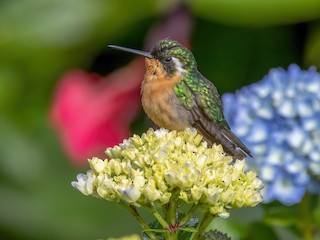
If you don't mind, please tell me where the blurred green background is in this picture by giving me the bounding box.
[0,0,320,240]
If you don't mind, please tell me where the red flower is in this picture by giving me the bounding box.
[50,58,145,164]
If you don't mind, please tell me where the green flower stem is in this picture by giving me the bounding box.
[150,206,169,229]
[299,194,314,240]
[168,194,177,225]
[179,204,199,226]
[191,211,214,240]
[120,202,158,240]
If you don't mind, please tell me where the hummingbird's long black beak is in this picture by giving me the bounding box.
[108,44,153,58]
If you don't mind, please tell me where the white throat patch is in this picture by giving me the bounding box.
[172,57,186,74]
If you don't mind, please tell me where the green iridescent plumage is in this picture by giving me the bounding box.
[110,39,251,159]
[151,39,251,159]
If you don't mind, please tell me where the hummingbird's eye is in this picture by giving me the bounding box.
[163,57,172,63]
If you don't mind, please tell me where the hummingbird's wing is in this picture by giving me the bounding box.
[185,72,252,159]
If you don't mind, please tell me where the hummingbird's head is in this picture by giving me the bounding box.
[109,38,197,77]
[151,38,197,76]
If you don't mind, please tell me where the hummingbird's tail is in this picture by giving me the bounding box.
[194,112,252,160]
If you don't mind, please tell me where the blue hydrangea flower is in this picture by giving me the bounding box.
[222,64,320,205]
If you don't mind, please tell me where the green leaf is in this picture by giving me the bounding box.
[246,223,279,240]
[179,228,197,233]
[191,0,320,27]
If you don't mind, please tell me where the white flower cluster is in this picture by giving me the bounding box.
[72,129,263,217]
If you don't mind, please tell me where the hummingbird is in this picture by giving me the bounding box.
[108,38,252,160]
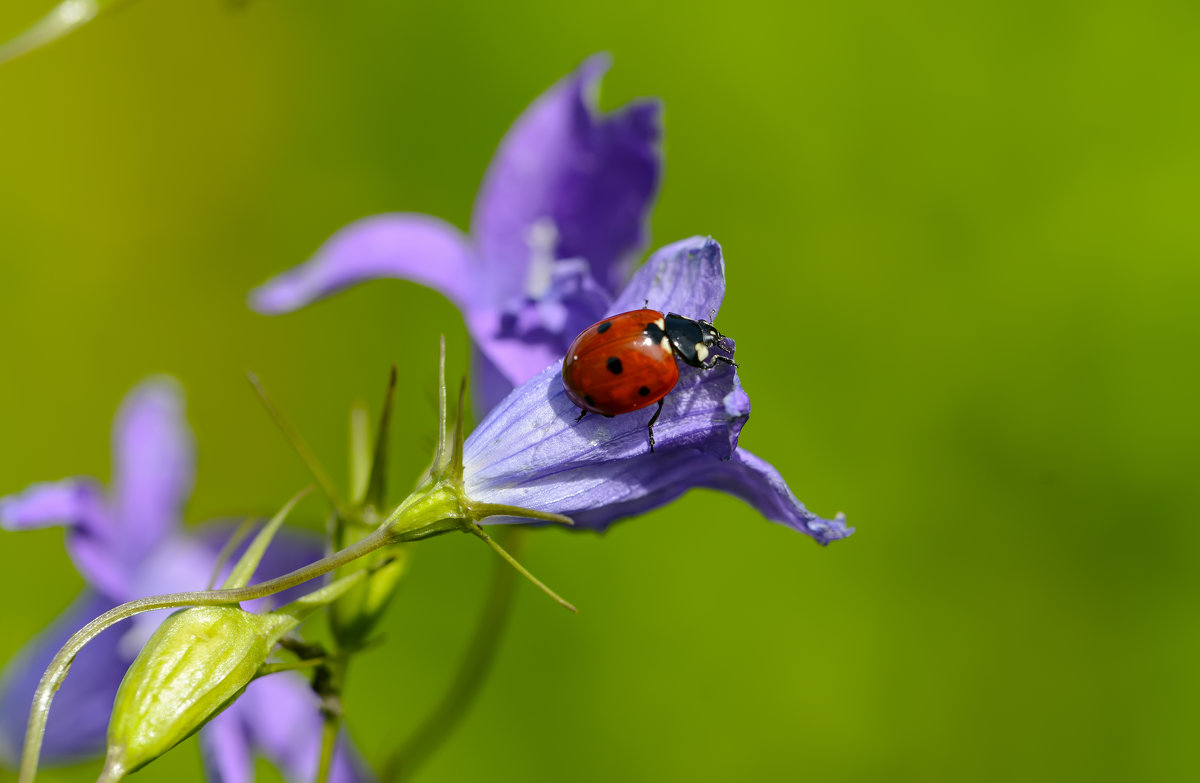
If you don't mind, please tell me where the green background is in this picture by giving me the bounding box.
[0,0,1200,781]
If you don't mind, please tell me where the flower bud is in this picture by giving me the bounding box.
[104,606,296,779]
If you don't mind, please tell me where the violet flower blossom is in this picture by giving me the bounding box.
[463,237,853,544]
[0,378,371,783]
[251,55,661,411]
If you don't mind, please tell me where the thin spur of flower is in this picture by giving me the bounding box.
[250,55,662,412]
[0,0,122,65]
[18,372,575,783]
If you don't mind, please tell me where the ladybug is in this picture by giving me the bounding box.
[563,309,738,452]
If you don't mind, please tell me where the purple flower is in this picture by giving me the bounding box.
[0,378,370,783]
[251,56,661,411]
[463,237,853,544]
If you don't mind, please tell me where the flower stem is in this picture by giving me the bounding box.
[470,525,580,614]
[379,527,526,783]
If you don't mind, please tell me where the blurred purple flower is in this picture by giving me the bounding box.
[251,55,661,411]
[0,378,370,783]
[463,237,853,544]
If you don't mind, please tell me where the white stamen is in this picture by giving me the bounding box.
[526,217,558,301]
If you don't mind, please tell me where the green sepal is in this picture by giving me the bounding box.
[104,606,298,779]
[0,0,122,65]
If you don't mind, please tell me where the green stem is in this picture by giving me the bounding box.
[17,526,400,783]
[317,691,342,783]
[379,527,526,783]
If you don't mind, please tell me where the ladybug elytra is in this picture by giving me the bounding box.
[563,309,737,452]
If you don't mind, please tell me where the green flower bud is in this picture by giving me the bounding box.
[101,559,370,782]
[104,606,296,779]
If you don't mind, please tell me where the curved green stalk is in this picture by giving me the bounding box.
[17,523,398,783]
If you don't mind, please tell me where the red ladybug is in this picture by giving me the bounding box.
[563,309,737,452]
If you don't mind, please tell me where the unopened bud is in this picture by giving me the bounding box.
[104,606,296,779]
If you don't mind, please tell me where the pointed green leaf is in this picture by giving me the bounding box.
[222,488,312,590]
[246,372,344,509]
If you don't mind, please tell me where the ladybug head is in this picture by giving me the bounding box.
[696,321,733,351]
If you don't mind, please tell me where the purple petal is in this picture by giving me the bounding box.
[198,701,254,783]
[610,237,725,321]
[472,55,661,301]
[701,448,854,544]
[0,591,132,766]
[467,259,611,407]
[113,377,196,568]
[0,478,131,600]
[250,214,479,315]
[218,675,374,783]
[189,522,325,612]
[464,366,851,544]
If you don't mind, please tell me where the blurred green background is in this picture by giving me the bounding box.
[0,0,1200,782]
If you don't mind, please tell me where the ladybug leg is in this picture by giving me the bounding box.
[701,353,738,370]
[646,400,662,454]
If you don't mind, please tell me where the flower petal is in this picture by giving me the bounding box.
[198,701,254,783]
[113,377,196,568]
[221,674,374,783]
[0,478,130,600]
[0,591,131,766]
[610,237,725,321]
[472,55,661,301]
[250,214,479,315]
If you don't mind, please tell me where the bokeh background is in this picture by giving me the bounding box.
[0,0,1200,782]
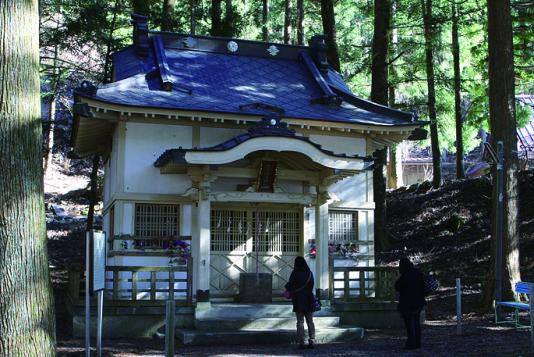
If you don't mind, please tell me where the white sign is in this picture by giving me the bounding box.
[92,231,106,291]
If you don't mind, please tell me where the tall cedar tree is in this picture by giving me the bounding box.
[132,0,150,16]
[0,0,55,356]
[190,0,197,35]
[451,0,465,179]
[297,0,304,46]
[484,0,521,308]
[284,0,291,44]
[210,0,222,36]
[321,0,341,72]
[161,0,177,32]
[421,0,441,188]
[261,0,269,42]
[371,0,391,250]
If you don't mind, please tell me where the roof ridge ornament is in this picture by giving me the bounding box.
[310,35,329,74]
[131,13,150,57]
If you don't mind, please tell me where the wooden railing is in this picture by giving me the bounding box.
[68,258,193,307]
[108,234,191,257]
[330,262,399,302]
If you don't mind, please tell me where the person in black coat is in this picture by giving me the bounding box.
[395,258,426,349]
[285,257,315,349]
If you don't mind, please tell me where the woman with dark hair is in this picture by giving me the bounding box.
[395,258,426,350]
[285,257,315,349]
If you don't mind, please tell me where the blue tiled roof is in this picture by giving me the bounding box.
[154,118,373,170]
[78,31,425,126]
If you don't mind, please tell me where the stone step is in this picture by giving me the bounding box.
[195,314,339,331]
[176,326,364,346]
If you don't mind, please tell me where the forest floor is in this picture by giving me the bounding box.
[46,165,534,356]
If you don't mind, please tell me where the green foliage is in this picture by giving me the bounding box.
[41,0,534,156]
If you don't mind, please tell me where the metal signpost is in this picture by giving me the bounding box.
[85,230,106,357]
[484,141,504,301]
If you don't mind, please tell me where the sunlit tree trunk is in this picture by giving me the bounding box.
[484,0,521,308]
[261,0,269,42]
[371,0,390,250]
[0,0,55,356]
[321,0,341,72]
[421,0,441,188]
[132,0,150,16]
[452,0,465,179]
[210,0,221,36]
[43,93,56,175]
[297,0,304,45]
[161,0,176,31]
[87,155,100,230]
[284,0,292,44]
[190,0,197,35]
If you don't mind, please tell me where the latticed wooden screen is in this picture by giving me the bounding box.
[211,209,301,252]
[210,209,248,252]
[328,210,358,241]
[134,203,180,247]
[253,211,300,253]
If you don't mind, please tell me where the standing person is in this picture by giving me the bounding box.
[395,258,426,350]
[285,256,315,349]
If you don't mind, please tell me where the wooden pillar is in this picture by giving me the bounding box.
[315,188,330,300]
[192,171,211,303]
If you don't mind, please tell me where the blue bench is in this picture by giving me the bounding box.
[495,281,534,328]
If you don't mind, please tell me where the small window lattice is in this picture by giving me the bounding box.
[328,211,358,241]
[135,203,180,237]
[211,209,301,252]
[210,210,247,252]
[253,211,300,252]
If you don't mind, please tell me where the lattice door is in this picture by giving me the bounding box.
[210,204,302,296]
----
Rewrite the material from its start up to and including the line with "[172,57,186,74]", changing "bounding box" to "box coordinates" and keeping everything else the same. Leave out the pictures.

If you don't mind, please tell me where the blurred green background is in this picture by giving me the box coordinates.
[0,0,320,240]
If you don't mind, please tell me where the red flower is in this picture by giving me the box coordinates.
[50,58,145,164]
If you don't mind, please tell me where the green flower stem is in this picture by giving me the box coordinates.
[150,206,169,229]
[299,194,314,240]
[168,194,177,225]
[179,204,199,226]
[191,211,214,240]
[120,202,158,240]
If you don't mind, please tell me where the hummingbird's long black beak is in this picture by giving me the box coordinates.
[108,44,153,58]
If you don't mind, please tell me where the white throat patch is in this picture by giving me the box coordinates.
[172,57,186,74]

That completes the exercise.